Written problem: Reproduce each of the items below in full, requests included, and shift every x and y coordinate in the answers up by 116.

Entries:

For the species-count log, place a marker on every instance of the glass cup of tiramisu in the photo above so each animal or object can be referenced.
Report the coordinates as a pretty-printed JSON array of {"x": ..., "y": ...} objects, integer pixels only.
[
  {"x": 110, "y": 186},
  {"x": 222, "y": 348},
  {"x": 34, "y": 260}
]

Task response:
For the species-count log, place a marker on every instance of the glass cup of tiramisu in the photo above so each animal or object can be referenced.
Report the coordinates as a pretty-printed JSON array of {"x": ..., "y": ...} objects, integer pixels only.
[
  {"x": 226, "y": 302},
  {"x": 338, "y": 464},
  {"x": 150, "y": 376}
]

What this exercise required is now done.